| Stated goal A |
Answer these questions from the thread on guest SEA handling in KVM:
(i) What does KVM currently do when host APEI cannot claim a synchronous external abort during guest abort?
(ii) What does a VCPU consume in one of the major situations of guest SEA?
(iii) Under the proposed solution, what can the blast radius be limited to when the fault is not from the guest kernel?
| Stated goal B |
Extend the thread on guest SEA handling in KVM, starting after its final sentence.

On Thu, Nov 13, 2025 at 02:54:33PM +0100, Mauro Carvalho Chehab wrote:
Hi,
On Mon, Nov 10, 2025 at 09:41:33AM -0800, Jiaqi Yan wrote:
On Mon, Oct 20, 2025 at 7:46 AM Jason Gunthorpe jgg@nvidia.com wrote:
On Mon, Oct 13, 2025 at 06:59:00PM +0000, Jiaqi Yan wrote:
Problem
When host APEI is unable to claim a synchronous external abort (SEA) during guest abort, today KVM directly injects an asynchronous SError into the VCPU then resumes it. The injected SError usually results in unpleasant guest kernel panic.
One of the major situation of guest SEA is when VCPU consumes recoverable uncorrected memory error (UER), which is not uncommon at all in modern datacenter servers with large amounts of physical memory. Although SError and guest panic is sufficient to stop the propagation of corrupted memory, there is room to recover from an UER in a more graceful manner.
Proposed Solution
The idea is, we can replay the SEA to the faulting VCPU. If the memory error consumption or the fault that cause SEA is not from guest kernel, the blast radius can be limited to the poison-consuming guest process, while the VM can keep running.

| Records provided |
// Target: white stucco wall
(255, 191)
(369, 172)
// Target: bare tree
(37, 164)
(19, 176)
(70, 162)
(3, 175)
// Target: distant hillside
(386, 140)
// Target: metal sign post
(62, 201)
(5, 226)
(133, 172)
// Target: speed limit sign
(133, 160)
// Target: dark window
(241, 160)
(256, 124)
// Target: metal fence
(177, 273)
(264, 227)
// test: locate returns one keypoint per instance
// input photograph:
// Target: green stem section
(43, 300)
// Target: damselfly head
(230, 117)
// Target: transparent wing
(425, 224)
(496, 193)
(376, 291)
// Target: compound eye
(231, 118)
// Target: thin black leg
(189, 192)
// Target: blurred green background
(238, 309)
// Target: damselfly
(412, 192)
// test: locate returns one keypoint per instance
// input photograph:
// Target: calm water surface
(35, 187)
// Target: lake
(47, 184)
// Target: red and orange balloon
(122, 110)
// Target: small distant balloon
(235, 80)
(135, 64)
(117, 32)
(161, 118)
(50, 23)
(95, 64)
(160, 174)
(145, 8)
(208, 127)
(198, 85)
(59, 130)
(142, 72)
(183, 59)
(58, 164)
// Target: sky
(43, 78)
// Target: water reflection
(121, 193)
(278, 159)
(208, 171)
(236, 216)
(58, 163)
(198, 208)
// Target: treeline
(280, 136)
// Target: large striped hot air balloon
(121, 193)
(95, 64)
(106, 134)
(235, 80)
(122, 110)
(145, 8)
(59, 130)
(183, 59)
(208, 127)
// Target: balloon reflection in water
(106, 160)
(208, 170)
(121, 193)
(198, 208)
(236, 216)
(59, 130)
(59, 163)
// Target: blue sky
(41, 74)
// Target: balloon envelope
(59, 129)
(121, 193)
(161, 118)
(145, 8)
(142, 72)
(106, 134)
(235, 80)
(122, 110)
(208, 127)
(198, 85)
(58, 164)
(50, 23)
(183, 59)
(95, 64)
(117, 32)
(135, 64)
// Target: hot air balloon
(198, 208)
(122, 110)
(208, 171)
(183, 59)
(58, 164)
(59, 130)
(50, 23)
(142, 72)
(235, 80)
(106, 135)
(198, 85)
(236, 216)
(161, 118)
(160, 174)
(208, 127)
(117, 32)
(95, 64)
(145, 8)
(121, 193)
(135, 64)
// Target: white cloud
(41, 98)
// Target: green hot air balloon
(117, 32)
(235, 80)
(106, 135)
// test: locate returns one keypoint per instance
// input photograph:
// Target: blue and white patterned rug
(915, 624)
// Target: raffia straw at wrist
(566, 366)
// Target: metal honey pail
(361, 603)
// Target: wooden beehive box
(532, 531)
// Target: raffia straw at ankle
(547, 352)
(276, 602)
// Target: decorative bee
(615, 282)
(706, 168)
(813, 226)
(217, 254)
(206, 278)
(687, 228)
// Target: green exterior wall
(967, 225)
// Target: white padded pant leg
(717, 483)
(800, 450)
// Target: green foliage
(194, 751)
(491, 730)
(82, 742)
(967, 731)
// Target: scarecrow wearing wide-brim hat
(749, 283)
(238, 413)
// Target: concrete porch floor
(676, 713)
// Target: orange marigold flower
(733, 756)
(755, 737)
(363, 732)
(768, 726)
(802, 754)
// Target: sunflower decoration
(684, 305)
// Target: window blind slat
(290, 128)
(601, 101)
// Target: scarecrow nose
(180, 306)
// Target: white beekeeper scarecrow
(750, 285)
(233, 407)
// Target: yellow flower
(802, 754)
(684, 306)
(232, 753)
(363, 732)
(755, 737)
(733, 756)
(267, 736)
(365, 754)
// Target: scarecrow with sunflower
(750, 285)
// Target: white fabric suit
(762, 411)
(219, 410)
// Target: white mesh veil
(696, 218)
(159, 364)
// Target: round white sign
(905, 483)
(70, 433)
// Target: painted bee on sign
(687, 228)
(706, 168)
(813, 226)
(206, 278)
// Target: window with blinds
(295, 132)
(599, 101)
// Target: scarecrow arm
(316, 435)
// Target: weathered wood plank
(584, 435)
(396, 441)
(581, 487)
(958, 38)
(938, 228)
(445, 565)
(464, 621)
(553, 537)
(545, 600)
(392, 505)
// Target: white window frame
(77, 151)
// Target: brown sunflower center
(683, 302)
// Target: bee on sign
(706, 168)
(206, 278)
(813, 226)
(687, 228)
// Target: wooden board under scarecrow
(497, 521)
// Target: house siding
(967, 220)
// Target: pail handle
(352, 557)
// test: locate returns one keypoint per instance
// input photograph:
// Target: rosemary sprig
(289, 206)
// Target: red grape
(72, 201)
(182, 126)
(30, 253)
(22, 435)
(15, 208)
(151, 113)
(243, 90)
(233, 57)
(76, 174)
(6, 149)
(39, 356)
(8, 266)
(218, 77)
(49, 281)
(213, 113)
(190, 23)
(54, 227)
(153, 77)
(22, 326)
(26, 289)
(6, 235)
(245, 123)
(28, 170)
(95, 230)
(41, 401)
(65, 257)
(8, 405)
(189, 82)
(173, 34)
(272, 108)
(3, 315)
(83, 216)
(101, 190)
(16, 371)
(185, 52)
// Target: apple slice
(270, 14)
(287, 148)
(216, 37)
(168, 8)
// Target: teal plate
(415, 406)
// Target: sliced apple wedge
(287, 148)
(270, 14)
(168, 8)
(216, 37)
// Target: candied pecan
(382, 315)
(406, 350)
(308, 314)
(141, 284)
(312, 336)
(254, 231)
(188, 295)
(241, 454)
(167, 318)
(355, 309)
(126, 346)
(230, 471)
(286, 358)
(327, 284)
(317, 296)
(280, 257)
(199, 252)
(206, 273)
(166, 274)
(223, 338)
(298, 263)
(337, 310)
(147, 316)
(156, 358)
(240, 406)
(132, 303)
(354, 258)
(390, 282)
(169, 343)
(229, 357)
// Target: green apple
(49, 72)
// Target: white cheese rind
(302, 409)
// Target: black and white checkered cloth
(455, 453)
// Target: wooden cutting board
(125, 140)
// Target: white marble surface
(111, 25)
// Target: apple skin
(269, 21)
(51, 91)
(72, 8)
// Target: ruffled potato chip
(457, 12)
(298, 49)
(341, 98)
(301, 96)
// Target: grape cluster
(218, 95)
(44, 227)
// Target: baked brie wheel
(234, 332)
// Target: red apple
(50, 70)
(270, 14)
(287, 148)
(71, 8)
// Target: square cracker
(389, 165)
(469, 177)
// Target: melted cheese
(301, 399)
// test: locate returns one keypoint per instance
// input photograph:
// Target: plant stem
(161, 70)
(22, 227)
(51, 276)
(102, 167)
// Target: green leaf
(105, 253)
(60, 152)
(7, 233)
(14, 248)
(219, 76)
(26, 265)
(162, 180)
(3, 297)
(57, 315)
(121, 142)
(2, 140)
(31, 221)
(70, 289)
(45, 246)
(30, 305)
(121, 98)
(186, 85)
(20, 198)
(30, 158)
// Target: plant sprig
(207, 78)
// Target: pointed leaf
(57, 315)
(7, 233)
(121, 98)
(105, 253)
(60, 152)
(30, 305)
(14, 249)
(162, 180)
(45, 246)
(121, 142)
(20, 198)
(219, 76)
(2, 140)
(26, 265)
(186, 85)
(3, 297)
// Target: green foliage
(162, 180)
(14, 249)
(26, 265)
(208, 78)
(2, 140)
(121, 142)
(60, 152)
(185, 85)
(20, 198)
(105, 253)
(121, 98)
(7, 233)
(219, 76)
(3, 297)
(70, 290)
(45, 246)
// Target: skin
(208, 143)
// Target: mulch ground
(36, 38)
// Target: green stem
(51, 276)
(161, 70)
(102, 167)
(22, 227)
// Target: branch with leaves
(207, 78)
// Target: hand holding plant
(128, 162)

| Response A |
(i) It injects an asynchronous SError into the VCPU and then resumes it.
(ii) A recoverable uncorrected memory error (UER).
(iii) The poison-consuming guest process, while the VM keeps running.

| Response B |
I like the idea of having a "guest-first"/"host-first" approach for APEI, letting userspace (likely rasdaemon) to decide to handle hardware errors either at the guest or at the host. Yet, it sounds wrong to have a flag called KVM_EXIT_ARM_SEA, as:
1. This is not exclusive to ARM; 2. There are other notification mechanisms that can rise an APEI errors. For instance QEMU code defines: ACPI_GHES_NOTIFY_POLLED = 0, ACPI_GHES_NOTIFY_EXTERNAL = 1, ACPI_GHES_NOTIFY_LOCAL = 2, ACPI_GHES_NOTIFY_SCI = 3, ACPI_GHES_NOTIFY_NMI = 4, ACPI_GHES_NOTIFY_CMCI = 5, ACPI_GHES_NOTIFY_MCE = 6, ACPI_GHES_NOTIFY_GPIO = 7, ACPI_GHES_NOTIFY_SEA = 8, ACPI_GHES_NOTIFY_SEI = 9, ACPI_GHES_NOTIFY_GSIV = 10, ACPI_GHES_NOTIFY_SDEI = 11, ACPI_GHES_NOTIFY_RESERVED = 12
- even on arm. QEMU currently implements two mechanisms (SEA and GPIO);
- once we implement the same feature on Intel, it will likely use NMI, MCE and/or SCI.
So, IMO, the best would be to use a more generic name like KVM_EXIT_APEI or KVM_EXIT_GHES - or maybe even name it the way it really is meant: KVM_EXIT_ACPI_GUEST_FIRST.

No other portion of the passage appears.